→ **Objective a**
Summarize the piece on Engineerapy and eco-anxiety in two sentences.

→ **Text passage**
----------
Engineerapy: A creative solution to eco-anxiety, but for the wrong reasons

Engineerapy: A creative solution to eco-anxiety, but for the wrong reasons

Eco-anxiety is real.

It’s the deafening sound of the climate clock (‘by 2030 this, by 2040 that…’) that tightens the stomach more than when contemplating any other ‘world issue’.

Global warming won’t wait around like a procrastinating Bond villain whilst we calmly allow the passage of time to take us on our moral and technological journey. And as world leaders convened at COP26 last week to try and reach a deal to ‘save the world’, this decidedly 21st century form of dread would have reached an apex for many.

The good news is the psychological impact of living with an impending crisis hovering is starting to become an established part of the climate conversation.

Brands who acknowledge this and act accordingly with practical solutions will be well-placed to win hearts and minds, as well as play a positive role in the fight against this crisis.

Hence the launch of Vattenfall’s Engineerapy.

As I read the campaign blurb on their website, it looks like I perfectly fulfil their audience criteria, forming part of the 69% of people they say are ‘quite’ or ‘a great deal’ worried about climate change.
----------
→ **Material**
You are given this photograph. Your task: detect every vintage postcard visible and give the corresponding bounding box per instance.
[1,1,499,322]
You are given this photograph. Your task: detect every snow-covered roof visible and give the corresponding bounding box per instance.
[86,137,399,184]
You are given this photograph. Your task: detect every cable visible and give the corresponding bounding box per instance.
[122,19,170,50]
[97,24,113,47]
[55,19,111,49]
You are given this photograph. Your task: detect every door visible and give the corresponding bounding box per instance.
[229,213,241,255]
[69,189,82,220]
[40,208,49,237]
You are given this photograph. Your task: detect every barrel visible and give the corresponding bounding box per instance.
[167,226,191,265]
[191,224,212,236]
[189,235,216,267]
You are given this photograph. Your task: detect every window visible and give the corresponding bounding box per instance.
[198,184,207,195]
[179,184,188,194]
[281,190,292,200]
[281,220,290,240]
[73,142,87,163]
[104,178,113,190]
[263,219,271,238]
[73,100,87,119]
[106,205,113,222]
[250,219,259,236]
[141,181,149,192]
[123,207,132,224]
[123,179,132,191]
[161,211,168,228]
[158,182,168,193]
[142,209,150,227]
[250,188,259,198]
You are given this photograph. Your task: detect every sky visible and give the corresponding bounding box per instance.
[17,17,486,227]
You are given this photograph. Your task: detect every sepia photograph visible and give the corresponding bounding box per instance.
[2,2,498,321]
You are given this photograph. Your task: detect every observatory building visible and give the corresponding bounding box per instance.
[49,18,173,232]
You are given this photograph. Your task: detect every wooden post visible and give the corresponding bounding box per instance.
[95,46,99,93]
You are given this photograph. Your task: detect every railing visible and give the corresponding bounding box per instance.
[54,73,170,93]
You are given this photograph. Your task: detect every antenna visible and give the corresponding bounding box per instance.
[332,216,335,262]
----------
→ **Objective b**
Reproduce the records starting at the line that contains "You are given this photograph. Your task: detect every railing" and ending at the final line of the records, both included, shifting every bounding box coordinate by -24.

→ **Worked solution a**
Eco-anxiety is real, and the psychological impact of living with an impending climate crisis is becoming an established part of the climate conversation, with brands that acknowledge this and offer practical solutions well placed to win hearts and minds. Vattenfall has launched Engineerapy on that basis, and the writer fits its audience criteria as part of the 69% of people the company says are "quite" or "a great deal" worried about climate change.

→ **Worked solution b**
You are given this photograph. Your task: detect every railing visible and give the corresponding bounding box per instance.
[30,49,146,69]
You are given this photograph. Your task: detect every antenna visible and give the corresponding bounding box per instance.
[308,192,311,238]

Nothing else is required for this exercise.